SHORT PROBLEM 1: Retype, word for word, the stretch of the real estate article below from "Another acquisition that" through "Terra Holdings' family.".

SELECTED TEXT:
"""

Extending Their Reach

Another acquisition that made news when it was announced was that of Terra Holdings - the parent company of Brown Harris Stevens, Halstead Property, Halstead/Feathered Nest, and Vanderbilt Appraisal and Consulting - when it purchased a majority interest in Long Island-based Dunemere Associates Real Estate in January of last year. The move created one of the largest high-end real estate firms on the East Coast, and was engineered to give Terra Holdings a strong foothold on the eastern end of Long Island and the Hamptons - partly to be a contender against the expansions of Prudential and the Corcoran Group into the Hamptons market. The transaction in January 2004 added five offices and 100 more brokers to the Terra Holdings' family.

The Terra Holdings/Dunemere acquisition illustrated another benefit of cementing partnerships between firms primarily based in the city and those with a strong presence on Long Island and destination communities like the Hamptons: many of the buyers purchasing apartments in the city like the idea of a one-stop real estate broker. After all, how convenient is it to be able to call the broker who helped close the deal on your Upper East Side condo - with whom you've already got a good working relationship - and discuss your dreams of a little cottage in Southampton? Given the importance of that good working relationship between broker and buyer in New York City proper (especially considering the time many buyers spend with their broker trying to find just the right place to call home), it's not surprising that many forward-thinking brokerage firms have moved to offer their services and their brand name further and further afield.

"""

[Pointing dataset excerpts]

"""

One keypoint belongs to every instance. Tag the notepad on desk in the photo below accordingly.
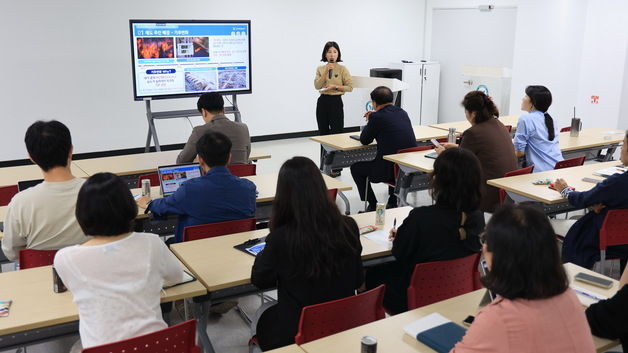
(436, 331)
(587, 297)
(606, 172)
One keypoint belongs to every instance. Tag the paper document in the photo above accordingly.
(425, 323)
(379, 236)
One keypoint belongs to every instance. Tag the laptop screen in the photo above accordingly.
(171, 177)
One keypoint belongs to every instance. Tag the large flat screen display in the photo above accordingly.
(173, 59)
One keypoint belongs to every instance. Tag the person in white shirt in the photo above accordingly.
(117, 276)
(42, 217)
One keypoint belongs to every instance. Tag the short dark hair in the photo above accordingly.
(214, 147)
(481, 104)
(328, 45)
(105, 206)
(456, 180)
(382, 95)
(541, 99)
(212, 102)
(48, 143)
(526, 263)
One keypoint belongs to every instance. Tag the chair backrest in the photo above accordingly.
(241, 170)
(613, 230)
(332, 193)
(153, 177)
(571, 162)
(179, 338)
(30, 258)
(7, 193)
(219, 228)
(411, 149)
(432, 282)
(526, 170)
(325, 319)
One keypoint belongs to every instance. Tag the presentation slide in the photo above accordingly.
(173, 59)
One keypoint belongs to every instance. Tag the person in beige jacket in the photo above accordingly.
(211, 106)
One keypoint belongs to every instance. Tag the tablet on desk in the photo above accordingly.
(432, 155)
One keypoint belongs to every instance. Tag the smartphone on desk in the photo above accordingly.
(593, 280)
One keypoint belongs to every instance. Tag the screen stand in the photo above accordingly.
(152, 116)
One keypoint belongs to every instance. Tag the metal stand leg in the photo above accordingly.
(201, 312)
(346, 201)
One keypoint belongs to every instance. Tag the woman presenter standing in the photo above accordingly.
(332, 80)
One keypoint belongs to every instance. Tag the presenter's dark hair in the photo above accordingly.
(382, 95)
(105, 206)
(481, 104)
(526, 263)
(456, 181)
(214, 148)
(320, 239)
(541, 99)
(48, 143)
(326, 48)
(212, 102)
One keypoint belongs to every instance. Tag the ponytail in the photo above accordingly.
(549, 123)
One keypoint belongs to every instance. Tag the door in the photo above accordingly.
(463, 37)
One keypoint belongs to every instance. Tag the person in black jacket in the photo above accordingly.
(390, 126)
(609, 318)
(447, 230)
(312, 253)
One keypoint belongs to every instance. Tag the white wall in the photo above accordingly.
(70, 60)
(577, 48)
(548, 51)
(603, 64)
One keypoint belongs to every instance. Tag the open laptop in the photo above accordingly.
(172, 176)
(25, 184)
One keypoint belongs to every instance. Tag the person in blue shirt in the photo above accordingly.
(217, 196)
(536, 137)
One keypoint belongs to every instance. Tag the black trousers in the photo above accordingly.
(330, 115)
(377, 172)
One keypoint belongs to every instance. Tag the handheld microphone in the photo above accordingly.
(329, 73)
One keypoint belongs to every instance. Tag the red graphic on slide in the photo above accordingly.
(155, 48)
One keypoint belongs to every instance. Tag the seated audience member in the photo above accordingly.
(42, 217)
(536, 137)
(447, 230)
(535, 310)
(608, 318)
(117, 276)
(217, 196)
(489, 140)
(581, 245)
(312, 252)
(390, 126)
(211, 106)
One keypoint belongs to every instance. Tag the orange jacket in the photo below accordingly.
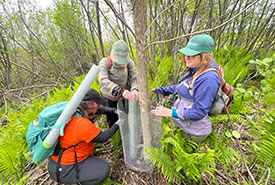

"""

SHORT PROBLEM 2: Pull out every line of the rows above that contains the string "laptop". Case counts: match only that exact capitalization.

FINAL ANSWER 1:
Another acquisition that made news when it was announced was that of Terra Holdings - the parent company of Brown Harris Stevens, Halstead Property, Halstead/Feathered Nest, and Vanderbilt Appraisal and Consulting - when it purchased a majority interest in Long Island-based Dunemere Associates Real Estate in January of last year. The move created one of the largest high-end real estate firms on the East Coast, and was engineered to give Terra Holdings a strong foothold on the eastern end of Long Island and the Hamptons - partly to be a contender against the expansions of Prudential and the Corcoran Group into the Hamptons market. The transaction in January 2004 added five offices and 100 more brokers to the Terra Holdings' family.

FINAL ANSWER 2:
One keypoint belongs to every instance. Tag the laptop screen in the photo above accordingly.
One keypoint belongs to every instance. Tag the open laptop in the photo above accordingly.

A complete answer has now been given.